━━ RECORDS FOR THIS EXERCISE

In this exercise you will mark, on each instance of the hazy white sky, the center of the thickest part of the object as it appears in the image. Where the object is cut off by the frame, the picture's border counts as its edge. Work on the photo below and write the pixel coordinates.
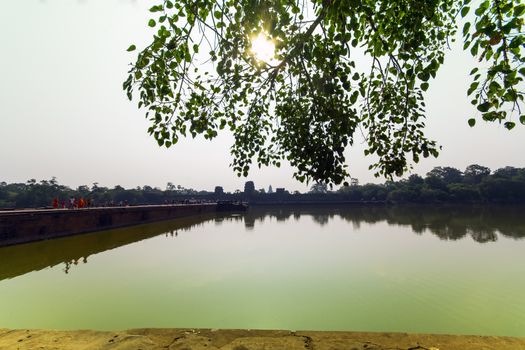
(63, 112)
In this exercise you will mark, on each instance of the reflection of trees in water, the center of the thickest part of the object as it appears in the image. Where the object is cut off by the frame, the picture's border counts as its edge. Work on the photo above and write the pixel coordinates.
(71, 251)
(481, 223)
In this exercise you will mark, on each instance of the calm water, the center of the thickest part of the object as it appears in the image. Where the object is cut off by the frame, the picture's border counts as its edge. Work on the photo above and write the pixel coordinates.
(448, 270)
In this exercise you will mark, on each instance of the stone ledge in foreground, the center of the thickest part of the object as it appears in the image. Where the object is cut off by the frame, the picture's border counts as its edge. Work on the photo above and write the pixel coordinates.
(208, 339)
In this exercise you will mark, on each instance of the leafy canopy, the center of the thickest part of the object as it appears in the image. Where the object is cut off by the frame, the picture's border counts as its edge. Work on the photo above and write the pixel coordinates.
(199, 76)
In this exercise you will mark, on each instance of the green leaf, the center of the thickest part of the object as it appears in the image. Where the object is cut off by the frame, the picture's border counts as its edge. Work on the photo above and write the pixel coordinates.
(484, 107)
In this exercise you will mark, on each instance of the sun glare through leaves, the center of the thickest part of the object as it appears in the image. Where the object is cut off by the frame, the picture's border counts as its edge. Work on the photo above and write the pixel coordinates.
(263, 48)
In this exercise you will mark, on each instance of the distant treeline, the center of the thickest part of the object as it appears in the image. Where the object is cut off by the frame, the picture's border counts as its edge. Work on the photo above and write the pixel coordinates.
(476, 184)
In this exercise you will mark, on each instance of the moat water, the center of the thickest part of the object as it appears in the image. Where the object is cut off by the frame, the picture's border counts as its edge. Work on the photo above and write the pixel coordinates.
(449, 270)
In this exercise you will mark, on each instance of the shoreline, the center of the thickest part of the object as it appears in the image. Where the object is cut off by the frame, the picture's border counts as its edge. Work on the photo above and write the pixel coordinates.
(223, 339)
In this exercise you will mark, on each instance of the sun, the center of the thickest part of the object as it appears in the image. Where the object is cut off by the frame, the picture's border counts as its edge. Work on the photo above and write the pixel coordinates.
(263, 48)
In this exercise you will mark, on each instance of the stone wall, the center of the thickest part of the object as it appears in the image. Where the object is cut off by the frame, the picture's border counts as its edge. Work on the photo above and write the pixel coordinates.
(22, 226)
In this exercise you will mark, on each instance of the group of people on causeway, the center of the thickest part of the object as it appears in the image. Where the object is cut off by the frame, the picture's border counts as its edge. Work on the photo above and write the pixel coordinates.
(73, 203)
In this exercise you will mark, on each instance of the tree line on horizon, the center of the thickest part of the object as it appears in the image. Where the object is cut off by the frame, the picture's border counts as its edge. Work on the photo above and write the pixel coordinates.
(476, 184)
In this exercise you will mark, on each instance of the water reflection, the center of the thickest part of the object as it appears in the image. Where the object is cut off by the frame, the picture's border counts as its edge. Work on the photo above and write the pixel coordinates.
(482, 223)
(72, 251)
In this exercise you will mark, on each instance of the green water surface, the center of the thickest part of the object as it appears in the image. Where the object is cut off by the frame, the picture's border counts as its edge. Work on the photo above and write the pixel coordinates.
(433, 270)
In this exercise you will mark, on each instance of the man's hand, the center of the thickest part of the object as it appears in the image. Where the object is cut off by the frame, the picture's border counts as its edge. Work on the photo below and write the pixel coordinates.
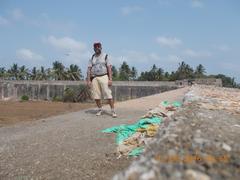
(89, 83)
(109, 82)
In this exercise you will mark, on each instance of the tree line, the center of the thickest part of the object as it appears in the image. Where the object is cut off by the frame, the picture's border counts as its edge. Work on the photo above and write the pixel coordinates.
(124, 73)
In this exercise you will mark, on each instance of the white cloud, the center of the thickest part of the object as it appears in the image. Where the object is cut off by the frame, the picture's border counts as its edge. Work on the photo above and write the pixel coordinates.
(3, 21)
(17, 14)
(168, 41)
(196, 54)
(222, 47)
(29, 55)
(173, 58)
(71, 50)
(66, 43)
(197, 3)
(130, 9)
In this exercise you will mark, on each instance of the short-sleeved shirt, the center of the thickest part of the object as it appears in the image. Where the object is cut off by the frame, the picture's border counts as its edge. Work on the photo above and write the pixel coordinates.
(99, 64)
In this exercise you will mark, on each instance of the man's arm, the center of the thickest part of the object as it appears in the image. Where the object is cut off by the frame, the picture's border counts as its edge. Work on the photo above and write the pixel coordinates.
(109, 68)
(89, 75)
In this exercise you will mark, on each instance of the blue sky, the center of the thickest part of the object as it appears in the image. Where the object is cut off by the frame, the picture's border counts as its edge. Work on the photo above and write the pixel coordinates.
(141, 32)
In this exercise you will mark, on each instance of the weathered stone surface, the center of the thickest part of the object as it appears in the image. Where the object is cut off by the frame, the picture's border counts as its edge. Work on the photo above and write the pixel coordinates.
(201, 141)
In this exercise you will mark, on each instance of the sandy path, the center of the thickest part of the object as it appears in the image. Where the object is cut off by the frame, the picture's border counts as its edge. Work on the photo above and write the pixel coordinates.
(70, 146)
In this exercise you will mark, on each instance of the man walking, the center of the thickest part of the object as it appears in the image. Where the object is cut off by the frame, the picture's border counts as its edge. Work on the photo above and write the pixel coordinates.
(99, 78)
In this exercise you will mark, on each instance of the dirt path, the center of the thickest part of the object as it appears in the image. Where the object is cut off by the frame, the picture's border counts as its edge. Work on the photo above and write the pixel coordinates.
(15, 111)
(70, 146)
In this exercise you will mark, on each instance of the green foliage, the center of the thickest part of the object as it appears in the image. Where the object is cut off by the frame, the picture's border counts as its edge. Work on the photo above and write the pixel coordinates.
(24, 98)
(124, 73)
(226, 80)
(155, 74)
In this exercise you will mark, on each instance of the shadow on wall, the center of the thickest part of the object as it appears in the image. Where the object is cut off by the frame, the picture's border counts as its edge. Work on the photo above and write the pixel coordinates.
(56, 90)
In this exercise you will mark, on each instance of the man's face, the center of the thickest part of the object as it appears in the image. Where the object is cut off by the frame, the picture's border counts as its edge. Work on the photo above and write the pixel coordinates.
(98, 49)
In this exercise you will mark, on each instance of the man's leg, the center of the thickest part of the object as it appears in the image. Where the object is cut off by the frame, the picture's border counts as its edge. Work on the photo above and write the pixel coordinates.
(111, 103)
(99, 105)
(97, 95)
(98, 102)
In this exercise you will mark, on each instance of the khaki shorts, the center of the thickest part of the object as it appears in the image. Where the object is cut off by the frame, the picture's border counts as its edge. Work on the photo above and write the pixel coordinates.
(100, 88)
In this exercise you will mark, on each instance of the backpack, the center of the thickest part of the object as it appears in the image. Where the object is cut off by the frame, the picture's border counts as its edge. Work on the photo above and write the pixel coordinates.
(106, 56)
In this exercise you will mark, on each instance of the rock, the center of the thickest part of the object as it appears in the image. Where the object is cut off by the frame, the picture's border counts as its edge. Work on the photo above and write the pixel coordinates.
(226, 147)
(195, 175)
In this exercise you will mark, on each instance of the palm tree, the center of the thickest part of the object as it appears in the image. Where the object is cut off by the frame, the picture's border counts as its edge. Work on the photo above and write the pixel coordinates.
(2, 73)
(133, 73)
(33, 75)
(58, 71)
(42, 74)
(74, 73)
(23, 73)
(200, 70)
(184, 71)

━━━━
━━ RECORDS FOR THIS EXERCISE

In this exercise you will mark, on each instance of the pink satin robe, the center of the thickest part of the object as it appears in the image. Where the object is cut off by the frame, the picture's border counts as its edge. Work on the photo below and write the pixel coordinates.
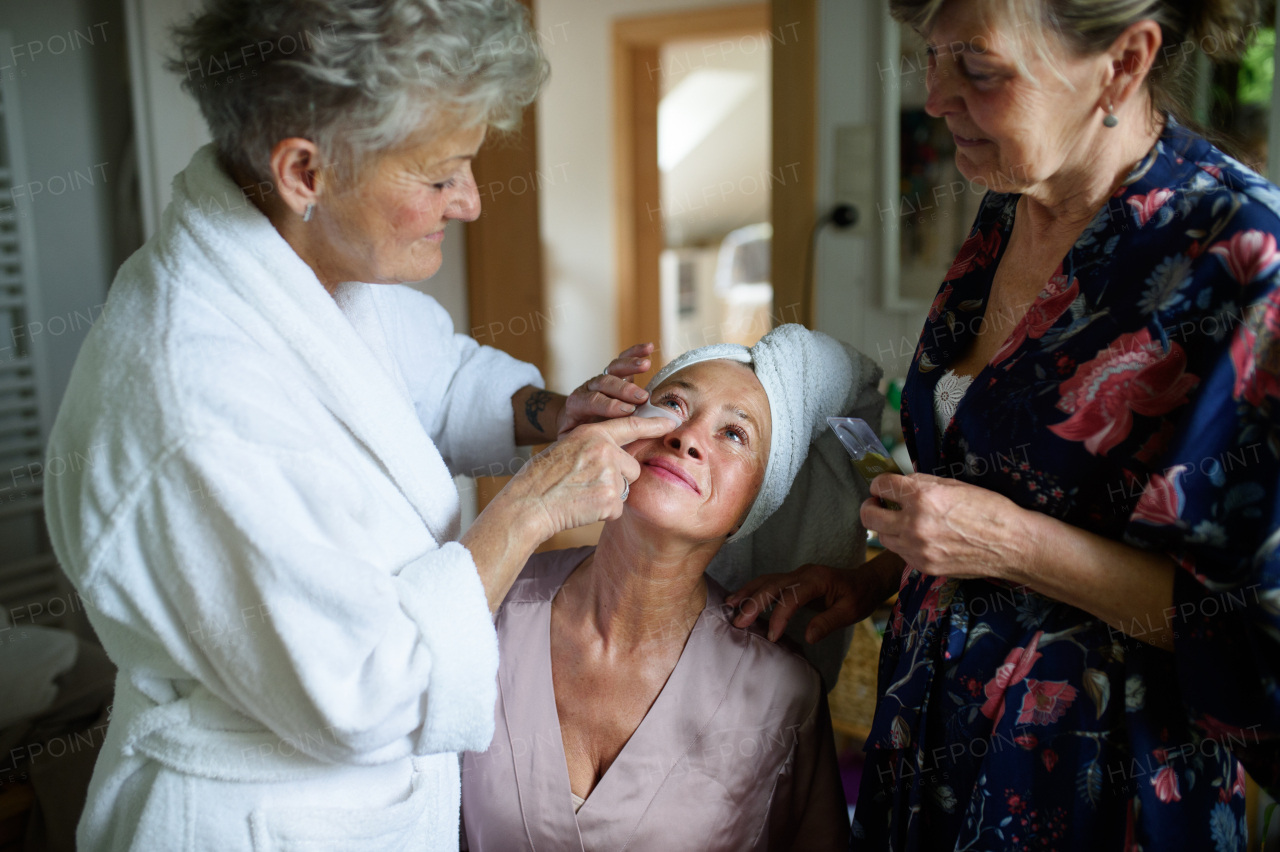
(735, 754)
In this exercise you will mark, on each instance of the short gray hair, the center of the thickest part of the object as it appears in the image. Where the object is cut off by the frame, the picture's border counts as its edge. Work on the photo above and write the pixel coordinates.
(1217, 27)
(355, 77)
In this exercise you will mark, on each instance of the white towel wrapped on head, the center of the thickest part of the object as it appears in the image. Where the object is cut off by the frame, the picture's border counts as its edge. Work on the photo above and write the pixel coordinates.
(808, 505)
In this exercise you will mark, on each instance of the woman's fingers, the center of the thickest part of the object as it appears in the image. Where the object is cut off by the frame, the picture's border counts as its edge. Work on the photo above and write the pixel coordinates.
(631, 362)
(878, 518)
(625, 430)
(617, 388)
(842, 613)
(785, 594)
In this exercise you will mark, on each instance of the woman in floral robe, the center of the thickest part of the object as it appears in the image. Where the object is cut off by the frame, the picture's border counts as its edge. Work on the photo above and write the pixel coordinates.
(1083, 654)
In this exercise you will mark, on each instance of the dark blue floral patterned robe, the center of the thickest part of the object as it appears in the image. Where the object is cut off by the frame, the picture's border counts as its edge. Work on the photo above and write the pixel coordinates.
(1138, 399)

━━━━

• **SHORT EXERCISE**
State how many lines in the records above contain the word "surface", counting a match only when the case is the same. Reply with the number alone.

• **THE OUTPUT**
2